Data entries

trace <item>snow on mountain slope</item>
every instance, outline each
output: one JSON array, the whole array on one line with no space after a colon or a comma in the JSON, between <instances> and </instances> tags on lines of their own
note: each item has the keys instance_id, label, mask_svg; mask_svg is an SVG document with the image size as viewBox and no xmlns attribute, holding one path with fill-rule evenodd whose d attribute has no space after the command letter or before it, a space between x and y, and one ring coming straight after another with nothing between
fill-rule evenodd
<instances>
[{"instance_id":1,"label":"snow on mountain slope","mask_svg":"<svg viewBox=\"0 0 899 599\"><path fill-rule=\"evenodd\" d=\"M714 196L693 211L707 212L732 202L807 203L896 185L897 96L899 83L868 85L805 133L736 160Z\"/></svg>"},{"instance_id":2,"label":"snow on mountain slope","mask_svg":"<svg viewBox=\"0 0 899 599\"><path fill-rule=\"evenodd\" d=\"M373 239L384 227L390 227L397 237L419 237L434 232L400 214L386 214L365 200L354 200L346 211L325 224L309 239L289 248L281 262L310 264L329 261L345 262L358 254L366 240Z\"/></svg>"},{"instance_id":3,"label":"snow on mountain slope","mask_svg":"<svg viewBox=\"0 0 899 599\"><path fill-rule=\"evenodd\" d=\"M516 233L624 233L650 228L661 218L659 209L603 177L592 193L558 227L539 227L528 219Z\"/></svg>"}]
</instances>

#### [TASK PROMPT]
Send back the lines of the records word for word, from the very first through the line containing "output: one JSON".

#### [SOLUTION BELOW]
trace <item>snow on mountain slope</item>
every instance, outline each
output: one JSON array, the whole array on one line with no space after a colon or a comma in the JSON, between <instances> and </instances> tags on lines of their own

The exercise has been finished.